→ **Dataset records**:
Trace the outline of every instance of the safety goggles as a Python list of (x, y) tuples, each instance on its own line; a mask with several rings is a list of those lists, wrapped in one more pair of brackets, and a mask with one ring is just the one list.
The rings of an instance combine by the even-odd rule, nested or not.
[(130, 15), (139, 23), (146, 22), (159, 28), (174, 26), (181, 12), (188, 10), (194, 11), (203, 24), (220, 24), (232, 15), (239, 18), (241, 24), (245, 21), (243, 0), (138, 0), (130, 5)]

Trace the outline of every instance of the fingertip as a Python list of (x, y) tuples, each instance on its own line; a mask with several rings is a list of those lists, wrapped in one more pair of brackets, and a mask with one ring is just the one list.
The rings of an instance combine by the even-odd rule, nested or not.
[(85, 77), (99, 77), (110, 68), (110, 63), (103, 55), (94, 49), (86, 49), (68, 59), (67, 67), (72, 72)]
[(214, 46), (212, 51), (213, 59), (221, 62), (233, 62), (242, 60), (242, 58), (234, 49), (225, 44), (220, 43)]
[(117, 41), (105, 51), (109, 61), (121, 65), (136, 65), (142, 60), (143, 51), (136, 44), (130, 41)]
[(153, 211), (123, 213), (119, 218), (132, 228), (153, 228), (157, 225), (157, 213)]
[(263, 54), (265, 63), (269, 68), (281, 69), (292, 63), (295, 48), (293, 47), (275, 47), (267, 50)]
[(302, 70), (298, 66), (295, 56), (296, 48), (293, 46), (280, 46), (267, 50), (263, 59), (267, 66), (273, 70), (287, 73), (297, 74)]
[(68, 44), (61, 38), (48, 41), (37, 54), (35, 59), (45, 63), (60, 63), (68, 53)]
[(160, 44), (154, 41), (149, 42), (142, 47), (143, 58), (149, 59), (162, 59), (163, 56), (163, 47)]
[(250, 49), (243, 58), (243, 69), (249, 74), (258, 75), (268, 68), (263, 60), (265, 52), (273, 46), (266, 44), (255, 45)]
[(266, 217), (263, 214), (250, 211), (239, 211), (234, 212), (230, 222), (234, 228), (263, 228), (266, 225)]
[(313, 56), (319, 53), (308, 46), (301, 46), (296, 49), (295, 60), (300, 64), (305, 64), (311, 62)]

→ **Objective**: Please rewrite the lines starting at the one containing "Trace the outline of every instance of the fingertip" and ending at the one containing "228), (266, 225)]", keeping the item text unchanged and offsetting every coordinate in the outlines by 147.

→ **Output of the exercise**:
Trace the outline of every instance of the fingertip as a Python list of (x, y) tuples, each instance on its own line; a mask with several rings is a list of those lists, wrapped in one more pair of brackets, and a mask with one ring is just the one list.
The rings of an instance combine by the even-odd rule, nested or not.
[(232, 224), (246, 224), (257, 215), (257, 210), (250, 202), (241, 196), (233, 196), (215, 206), (214, 214), (219, 219)]
[(361, 193), (359, 198), (360, 206), (368, 209), (380, 209), (389, 207), (389, 205), (381, 196), (372, 191), (367, 190)]
[(264, 188), (252, 198), (256, 208), (268, 212), (283, 212), (289, 207), (290, 198), (283, 191), (277, 188)]
[(300, 358), (270, 360), (266, 365), (279, 375), (300, 375), (304, 372), (304, 360)]
[(410, 201), (412, 210), (416, 215), (428, 216), (439, 210), (442, 195), (440, 194), (422, 194), (414, 197)]
[(449, 217), (445, 213), (442, 203), (443, 195), (440, 193), (427, 193), (414, 197), (410, 206), (414, 213), (420, 217), (434, 220), (444, 221)]
[(215, 191), (208, 185), (195, 188), (184, 201), (182, 206), (192, 210), (207, 210), (215, 200)]
[(307, 191), (301, 188), (296, 189), (289, 194), (290, 205), (296, 206), (309, 206), (310, 203), (310, 194)]
[(397, 196), (390, 205), (390, 216), (396, 221), (405, 222), (415, 215), (410, 207), (412, 199), (420, 193), (413, 191), (402, 192)]
[(413, 364), (410, 361), (397, 358), (386, 358), (381, 359), (377, 369), (381, 375), (410, 375), (413, 372)]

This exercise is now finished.